Challenge: Starting at the line containing "Expected: one point per instance of the drooping" and continuing through the end of the records, reproduce every line, requests included, and offset each coordinate in the answers by -62.

Excerpts from point annotation data:
::::
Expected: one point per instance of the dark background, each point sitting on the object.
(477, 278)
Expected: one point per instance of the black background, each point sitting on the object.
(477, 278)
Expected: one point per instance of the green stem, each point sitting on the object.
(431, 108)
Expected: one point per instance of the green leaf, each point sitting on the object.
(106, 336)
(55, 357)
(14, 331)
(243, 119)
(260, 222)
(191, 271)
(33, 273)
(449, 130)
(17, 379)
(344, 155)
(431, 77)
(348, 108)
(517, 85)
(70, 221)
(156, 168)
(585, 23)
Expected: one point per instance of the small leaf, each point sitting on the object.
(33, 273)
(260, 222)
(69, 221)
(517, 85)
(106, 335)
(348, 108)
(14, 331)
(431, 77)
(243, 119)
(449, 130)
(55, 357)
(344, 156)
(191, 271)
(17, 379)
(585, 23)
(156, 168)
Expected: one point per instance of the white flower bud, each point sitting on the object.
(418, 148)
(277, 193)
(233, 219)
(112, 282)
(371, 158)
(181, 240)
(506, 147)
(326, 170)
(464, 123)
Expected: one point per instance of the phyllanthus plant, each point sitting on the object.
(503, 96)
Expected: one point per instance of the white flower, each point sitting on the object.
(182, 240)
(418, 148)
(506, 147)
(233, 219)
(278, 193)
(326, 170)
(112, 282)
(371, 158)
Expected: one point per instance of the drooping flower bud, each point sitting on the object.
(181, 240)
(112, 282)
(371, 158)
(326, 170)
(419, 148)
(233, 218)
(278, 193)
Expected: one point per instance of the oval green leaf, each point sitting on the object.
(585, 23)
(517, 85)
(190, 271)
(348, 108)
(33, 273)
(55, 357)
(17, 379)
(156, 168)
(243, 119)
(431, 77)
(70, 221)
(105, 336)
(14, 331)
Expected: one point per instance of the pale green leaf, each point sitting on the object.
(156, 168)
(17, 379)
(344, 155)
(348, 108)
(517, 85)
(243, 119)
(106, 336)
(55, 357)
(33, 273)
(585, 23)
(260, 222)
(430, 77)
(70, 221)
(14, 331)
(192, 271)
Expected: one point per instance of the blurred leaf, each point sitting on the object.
::::
Solution to the problem:
Expected: one point per instance of the drooping flower bud, each point sitting on the object.
(119, 178)
(50, 220)
(309, 96)
(264, 108)
(357, 86)
(171, 156)
(216, 131)
Expected: one point per instance of the oval green leaf, each point sitting on the object.
(523, -39)
(455, 23)
(128, 209)
(286, 46)
(-29, 211)
(-7, 295)
(-45, 317)
(94, 106)
(181, 57)
(369, 15)
(8, 159)
(43, 274)
(-48, 269)
Expected: one point per instance of the pale green leaf, each point sitting on the object.
(94, 106)
(-45, 317)
(282, 93)
(286, 46)
(455, 23)
(181, 57)
(44, 274)
(-7, 295)
(-29, 211)
(523, -39)
(198, 160)
(368, 15)
(8, 159)
(-48, 269)
(130, 209)
Expected: one point per instance of the blurred leaf, each point sitting on the object.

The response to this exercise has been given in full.